• GIVEN INSTRUCTION
Update the records below by replacing "integer pixel values" with "whole-number pixel coordinates" wherever it occurs, and leave everything else unchanged. Leave the pictures out of your answer.
-- START --
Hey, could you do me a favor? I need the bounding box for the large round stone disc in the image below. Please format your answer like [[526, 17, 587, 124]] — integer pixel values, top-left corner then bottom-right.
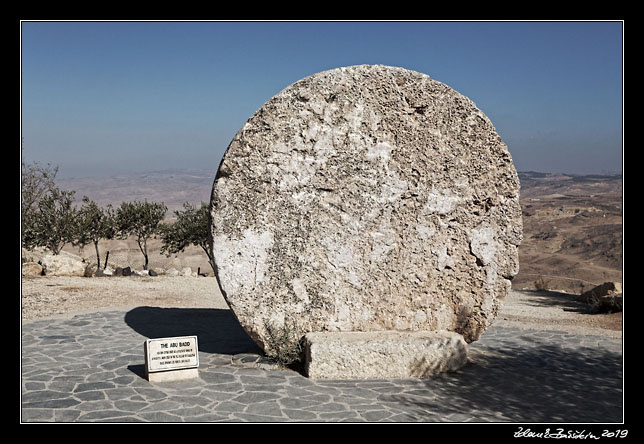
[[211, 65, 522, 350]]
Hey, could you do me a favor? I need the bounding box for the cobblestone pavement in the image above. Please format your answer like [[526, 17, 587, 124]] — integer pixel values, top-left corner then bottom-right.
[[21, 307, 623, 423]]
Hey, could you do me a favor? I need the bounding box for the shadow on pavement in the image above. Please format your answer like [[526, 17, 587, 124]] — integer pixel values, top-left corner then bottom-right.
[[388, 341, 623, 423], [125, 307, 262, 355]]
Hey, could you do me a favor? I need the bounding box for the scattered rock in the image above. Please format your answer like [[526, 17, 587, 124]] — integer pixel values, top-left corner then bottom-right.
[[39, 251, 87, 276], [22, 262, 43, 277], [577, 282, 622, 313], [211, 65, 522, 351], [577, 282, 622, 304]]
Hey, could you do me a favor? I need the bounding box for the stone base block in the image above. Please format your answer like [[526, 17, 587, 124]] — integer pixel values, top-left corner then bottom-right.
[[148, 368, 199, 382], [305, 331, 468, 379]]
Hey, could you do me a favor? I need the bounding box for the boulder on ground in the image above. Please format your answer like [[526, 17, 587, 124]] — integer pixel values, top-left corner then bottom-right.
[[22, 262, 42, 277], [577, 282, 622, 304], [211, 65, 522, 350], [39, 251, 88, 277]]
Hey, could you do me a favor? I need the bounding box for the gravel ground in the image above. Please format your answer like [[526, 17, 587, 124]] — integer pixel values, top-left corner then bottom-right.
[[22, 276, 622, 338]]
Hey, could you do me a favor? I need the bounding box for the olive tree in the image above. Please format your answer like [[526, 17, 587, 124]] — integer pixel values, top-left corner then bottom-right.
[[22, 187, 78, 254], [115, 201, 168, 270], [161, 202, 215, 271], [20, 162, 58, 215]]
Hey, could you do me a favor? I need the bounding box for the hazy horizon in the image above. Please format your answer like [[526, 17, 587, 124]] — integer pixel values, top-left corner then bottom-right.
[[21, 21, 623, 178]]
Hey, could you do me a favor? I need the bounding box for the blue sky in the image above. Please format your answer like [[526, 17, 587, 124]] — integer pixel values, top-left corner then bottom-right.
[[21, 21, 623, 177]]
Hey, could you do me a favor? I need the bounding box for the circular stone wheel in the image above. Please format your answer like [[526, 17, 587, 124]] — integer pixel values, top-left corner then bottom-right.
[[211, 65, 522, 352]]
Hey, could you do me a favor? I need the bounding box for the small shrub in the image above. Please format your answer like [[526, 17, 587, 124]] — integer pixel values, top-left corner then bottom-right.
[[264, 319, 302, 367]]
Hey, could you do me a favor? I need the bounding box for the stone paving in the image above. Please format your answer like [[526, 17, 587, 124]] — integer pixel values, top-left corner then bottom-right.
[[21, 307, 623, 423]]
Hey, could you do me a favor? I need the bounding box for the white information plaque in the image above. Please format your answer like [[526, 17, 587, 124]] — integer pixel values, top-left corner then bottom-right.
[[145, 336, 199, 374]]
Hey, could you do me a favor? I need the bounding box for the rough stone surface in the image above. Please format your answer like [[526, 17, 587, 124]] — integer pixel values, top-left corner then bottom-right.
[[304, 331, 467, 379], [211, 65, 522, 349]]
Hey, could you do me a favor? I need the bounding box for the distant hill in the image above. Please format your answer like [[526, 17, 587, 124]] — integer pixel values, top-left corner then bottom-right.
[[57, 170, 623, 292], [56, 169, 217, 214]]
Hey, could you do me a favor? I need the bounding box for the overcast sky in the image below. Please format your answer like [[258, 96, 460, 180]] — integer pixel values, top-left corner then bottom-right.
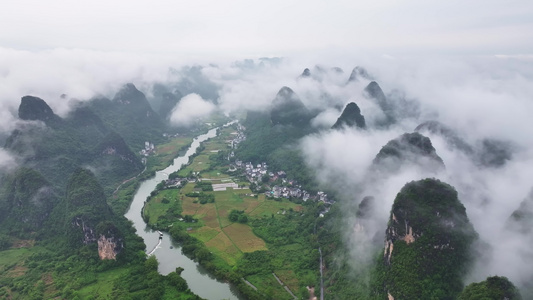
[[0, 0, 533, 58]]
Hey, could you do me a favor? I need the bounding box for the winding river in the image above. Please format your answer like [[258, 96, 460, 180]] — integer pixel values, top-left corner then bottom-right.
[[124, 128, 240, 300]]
-- END --
• TASK OUTPUT
Hey, could you do me a favor? I need the bounding box for the large round stone disc in the image below. Please format your answer like [[526, 17, 587, 124]] — whole-number pixel coordinates, top-left corner then bottom-right.
[[211, 65, 522, 350]]
Hey, could you do me a favor? I need the bounding box for the cobblestone pavement in the image above. Please format your answer like [[526, 17, 587, 124]] — whole-number pixel coordinates, top-left corner then bottom-right.
[[21, 307, 623, 423]]
Hey, could you do me a favor? I need the bounding box for the shadow on pavement in the image above. Please format your answer like [[526, 17, 587, 124]] — whole-number pixel coordinates, top-left corner then bottom-right.
[[388, 341, 623, 423], [125, 307, 262, 355]]
Hey, could you do me a favor? I need the bounding box for the scattered rock in the image above. Please format your answer like [[526, 17, 587, 124]] — whole-number pixel coordinates, top-left corner then bottom-right.
[[39, 251, 87, 276], [22, 262, 43, 277], [577, 282, 622, 313], [211, 65, 522, 351], [577, 282, 622, 304]]
Hey, could you do me a favor? I need the bounding box for the stone base block in the image above. Please format your answer like [[526, 17, 587, 124]] — whole-number pixel coordinates, top-left corner then bottom-right.
[[148, 368, 199, 382], [305, 331, 468, 379]]
Hey, could you do me a favor? I need the bounding box for the boulder on ground in the image above. Please format your answer like [[526, 17, 587, 124]] — whole-number pixel coordinates, top-left corner then bottom-right.
[[22, 262, 42, 277], [577, 282, 622, 304], [211, 65, 522, 350], [39, 251, 88, 277]]
Hey, could you do me a favor? I need the bounding box for the gravel ground in the image above. Please format your answer like [[526, 17, 587, 124]] — whole-number pixel coordinates, top-left corner then bottom-right.
[[22, 276, 622, 338]]
Hey, could you do me a favor? I need the bounding box for the olive tree in the image above. Please format your answer like [[526, 17, 587, 124]] — whole-number pixel coordinates, top-left corner then bottom-right.
[[22, 187, 78, 254], [115, 201, 168, 270], [161, 202, 215, 271], [20, 162, 58, 215]]
Hey, could you do me a favor? I need the bounding box for the hazy horizon in the image above. Please format your answer like [[526, 17, 587, 124]] — whole-number pixel coordinates, top-left corner then bottom-right.
[[21, 21, 623, 178]]
Hey, could you do me a favor? I need the bounding box for the blue sky in the image above. Please format your answer like [[526, 17, 587, 124]] — whole-number pixel coordinates, top-left corner then bottom-right.
[[21, 21, 623, 177]]
Hey, could you do me a favor? I need the bounding box for the circular stone wheel in the image above. Please format your answer like [[526, 17, 587, 124]] — whole-number pixel coordinates, top-left corner then bottom-right.
[[211, 65, 522, 352]]
Hey, could you do me a favor? I need the bounding box for the small shrub in the image above. Please format your answer like [[526, 17, 587, 124]] — whole-number pixel coordinates, top-left corner then bottom-right.
[[264, 319, 302, 367]]
Hey, could you do me a favor? I need the bounding box for the stone paving in the image above. Please format your answer like [[526, 17, 587, 124]] — whole-number pixel coordinates, top-left corner then bottom-right.
[[21, 307, 623, 423]]
Hey, could you do me a favor? I need the bounding box for the white information plaque in the image above. Please format your answer like [[526, 17, 587, 124]] — whole-number pixel coordinates, top-left corner then bottom-right.
[[145, 336, 199, 374]]
Hey, could you do me a favor? I need the bounding box for the rough stone surface in the image above. Please format your answer like [[526, 17, 587, 124]] — whole-number pixel coordinates, top-left corner then bottom-right.
[[304, 331, 467, 379], [211, 65, 522, 349]]
Hey, could you do me a favor? I need the bounding box for the distant hill in the image above. Please format your answer like [[526, 17, 587, 124]] — whole-number pixel coordinates, top-left corner then bottom-right.
[[57, 170, 623, 292], [56, 169, 217, 214]]
Hey, could you do me a favor? I need the bounding box for the overcast sky in the image below. Please format your answer like [[258, 96, 460, 180]] — whole-number pixel coordinates, top-left corner then bottom-right.
[[0, 0, 533, 58]]
Hey, could you do me a favor? I need the bounding box for the winding river in the image above. Please format your answer like [[258, 96, 460, 180]] — whole-number pixel coordinates, top-left corner then bottom-right.
[[124, 128, 240, 300]]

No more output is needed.